**Action à mener**: Extrayez du texte sur le béton le passage qui commence par « Julie Legros » et se termine par « exercice qui m'ennuie. ».

**Texte d'étude**:
****
"Belles de décoffrage"

Exceptions dans le béton

 

Julie Legros

 

Rendez vous bien compte, le béton est une matière qui sort de notre imagination. Nous l'avons fait à notre image, comme on voulait qu'il soit : une matière étrangement hospitalière, sans faille, et d'une plasticité qui à tous égards saurait la faire rentrer dans n'importe quel moule. En cherchant à transcender la matière nous la contraignons plus quelle nous oblige. Sans contraintes, il ne nous reste plus que l'exercice de style. Un exercice difficile. Un exercice qui m'ennuie.
Alors, par négation, je cherchais à me débarrasser du moule pour me concentrer sur le potentiel du pâteux avant la pétrification. Une pâte, une boue, une gueuse, qui ne ressemble à aucune autre, ou qui finalement se rapprocherait le plus de cette boue grasse que l'on trouve le long des chemins pluvieux. Jouer du béton c'est jouer de sa viscosité. Une sorte de « pulsion opératoire », une main à la pâte aux résurgences infantiles. Je me découvre plasticienne, dans une introspection mettant en jeu autant le contrôle que le lâcher prise. Pourrait-on dire psychanalytique ? Ici on flirt avec la matière.

 

Je cherche à raffiner la surface du béton, à changer son image, tout en cherchant des astuces constructives pour faciliter sa mise en œuvre. Au stade encore de l'échantillon, l'ambition futur serait de mettre au point ce nouveau savoir-faire pour sa reproductibilité, pour une production plus sérielle -on est quand même designer ici.
****
**Items fournis**:

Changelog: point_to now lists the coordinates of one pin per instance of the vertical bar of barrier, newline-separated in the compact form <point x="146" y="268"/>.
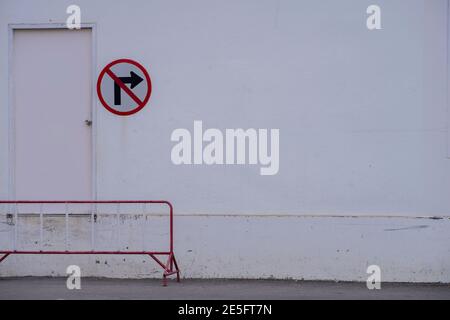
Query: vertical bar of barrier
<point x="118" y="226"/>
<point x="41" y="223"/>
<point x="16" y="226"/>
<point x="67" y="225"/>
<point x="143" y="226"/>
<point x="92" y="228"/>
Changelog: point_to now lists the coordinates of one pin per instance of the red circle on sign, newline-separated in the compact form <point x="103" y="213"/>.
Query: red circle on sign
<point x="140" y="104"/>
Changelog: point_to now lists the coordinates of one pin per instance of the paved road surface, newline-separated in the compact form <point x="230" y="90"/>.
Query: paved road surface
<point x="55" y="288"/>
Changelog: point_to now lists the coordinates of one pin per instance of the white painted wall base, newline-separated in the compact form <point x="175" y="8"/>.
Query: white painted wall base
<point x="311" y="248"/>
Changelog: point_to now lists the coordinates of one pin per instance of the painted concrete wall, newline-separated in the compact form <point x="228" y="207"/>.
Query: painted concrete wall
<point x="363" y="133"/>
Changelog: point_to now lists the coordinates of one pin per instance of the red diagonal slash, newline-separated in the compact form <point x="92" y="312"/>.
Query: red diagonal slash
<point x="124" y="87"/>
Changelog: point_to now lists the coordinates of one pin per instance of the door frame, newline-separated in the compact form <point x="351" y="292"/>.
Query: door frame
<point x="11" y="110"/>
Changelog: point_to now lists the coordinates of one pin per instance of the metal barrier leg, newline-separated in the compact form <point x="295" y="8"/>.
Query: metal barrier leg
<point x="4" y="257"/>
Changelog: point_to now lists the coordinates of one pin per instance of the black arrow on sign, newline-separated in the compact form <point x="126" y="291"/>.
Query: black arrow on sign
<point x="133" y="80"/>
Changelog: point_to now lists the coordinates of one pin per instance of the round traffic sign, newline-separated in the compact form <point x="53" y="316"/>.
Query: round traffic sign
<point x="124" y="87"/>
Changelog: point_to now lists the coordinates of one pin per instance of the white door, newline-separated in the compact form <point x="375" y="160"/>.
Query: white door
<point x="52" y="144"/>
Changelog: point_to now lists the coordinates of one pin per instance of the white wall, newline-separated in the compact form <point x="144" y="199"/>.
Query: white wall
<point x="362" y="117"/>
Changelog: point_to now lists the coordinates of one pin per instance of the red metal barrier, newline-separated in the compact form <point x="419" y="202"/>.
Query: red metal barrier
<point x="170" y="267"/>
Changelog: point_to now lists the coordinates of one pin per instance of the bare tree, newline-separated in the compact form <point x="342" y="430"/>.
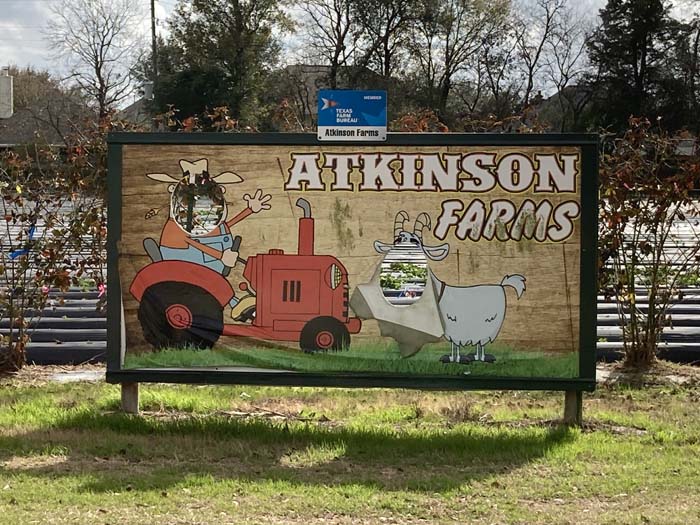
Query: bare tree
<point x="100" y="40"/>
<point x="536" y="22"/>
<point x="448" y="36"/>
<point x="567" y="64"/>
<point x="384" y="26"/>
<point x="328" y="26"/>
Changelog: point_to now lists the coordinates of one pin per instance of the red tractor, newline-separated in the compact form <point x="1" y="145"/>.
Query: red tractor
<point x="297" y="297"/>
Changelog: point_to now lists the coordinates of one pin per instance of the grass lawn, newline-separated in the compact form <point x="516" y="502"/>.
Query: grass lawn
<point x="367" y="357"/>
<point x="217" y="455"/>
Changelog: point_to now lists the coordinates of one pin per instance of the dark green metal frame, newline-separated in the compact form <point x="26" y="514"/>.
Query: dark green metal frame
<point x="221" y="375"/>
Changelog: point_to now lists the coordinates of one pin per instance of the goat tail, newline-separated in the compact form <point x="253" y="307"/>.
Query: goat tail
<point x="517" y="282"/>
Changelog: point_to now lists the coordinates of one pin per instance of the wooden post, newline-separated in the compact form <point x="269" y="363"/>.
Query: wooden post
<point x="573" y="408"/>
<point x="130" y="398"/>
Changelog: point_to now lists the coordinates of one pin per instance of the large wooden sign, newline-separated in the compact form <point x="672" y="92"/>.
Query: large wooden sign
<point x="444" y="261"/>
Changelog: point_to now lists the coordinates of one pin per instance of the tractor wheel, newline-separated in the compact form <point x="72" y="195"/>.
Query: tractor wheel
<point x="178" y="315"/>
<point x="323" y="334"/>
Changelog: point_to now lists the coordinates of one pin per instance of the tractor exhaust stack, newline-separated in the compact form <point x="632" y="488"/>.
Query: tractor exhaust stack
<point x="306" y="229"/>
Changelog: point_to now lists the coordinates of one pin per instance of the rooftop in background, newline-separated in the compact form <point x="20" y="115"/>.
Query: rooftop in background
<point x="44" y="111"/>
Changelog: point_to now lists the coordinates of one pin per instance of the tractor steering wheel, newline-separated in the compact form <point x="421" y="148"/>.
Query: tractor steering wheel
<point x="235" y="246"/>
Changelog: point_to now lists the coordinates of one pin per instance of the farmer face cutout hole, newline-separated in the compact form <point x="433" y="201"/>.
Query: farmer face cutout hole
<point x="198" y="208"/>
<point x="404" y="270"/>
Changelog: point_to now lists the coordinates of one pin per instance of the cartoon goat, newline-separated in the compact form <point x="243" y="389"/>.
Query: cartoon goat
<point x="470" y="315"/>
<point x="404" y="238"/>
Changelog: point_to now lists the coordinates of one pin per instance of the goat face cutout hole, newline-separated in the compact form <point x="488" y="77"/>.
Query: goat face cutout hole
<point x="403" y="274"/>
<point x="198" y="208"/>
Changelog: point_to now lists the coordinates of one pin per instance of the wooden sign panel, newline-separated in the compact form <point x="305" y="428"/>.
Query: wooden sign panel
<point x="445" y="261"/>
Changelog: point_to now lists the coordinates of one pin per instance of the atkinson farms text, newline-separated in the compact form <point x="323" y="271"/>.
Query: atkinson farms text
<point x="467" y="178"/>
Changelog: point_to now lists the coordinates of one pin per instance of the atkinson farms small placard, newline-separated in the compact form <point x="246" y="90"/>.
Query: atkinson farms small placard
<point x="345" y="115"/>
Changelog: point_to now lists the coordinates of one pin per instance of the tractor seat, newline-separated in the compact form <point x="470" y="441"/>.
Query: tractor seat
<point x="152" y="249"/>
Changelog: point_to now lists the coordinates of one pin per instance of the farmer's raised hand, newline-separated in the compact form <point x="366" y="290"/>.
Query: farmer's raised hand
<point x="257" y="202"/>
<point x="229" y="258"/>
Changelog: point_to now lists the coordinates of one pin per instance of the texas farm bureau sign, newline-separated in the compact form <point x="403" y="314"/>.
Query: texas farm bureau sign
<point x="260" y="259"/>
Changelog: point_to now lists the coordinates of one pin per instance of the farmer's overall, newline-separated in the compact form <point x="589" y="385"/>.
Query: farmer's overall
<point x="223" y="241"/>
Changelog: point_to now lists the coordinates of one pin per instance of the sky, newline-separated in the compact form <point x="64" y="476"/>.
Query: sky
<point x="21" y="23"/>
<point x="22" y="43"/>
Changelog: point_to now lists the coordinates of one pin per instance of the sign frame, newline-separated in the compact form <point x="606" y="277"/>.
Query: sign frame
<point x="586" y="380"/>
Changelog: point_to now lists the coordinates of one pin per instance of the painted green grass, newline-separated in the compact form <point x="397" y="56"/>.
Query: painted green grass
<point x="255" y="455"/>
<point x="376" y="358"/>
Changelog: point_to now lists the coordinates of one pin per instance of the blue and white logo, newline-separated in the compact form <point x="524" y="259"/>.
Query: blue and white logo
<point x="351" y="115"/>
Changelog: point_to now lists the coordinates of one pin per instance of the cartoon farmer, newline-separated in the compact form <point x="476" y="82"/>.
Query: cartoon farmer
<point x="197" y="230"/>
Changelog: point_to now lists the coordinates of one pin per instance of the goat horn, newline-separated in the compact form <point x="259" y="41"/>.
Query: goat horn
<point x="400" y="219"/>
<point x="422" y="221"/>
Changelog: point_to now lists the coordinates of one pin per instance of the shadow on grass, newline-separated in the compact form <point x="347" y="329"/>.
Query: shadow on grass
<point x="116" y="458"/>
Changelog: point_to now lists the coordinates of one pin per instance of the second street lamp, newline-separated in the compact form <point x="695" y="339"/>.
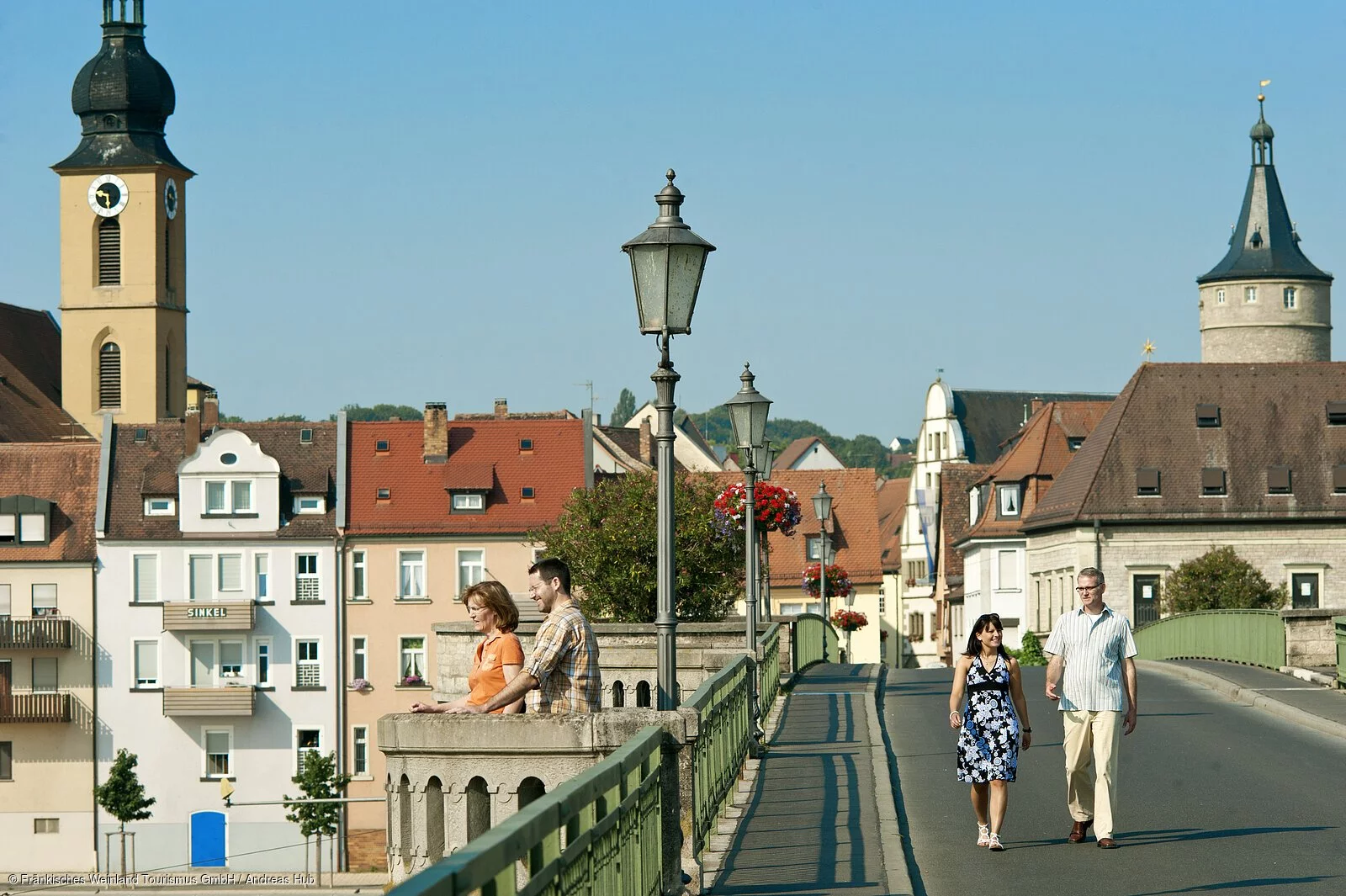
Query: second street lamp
****
**Réponse**:
Julie Legros

 

Rendez vous bien compte, le béton est une matière qui sort de notre imagination. Nous l'avons fait à notre image, comme on voulait qu'il soit : une matière étrangement hospitalière, sans faille, et d'une plasticité qui à tous égards saurait la faire rentrer dans n'importe quel moule. En cherchant à transcender la matière nous la contraignons plus quelle nous oblige. Sans contraintes, il ne nous reste plus que l'exercice de style. Un exercice difficile. Un exercice qui m'ennuie.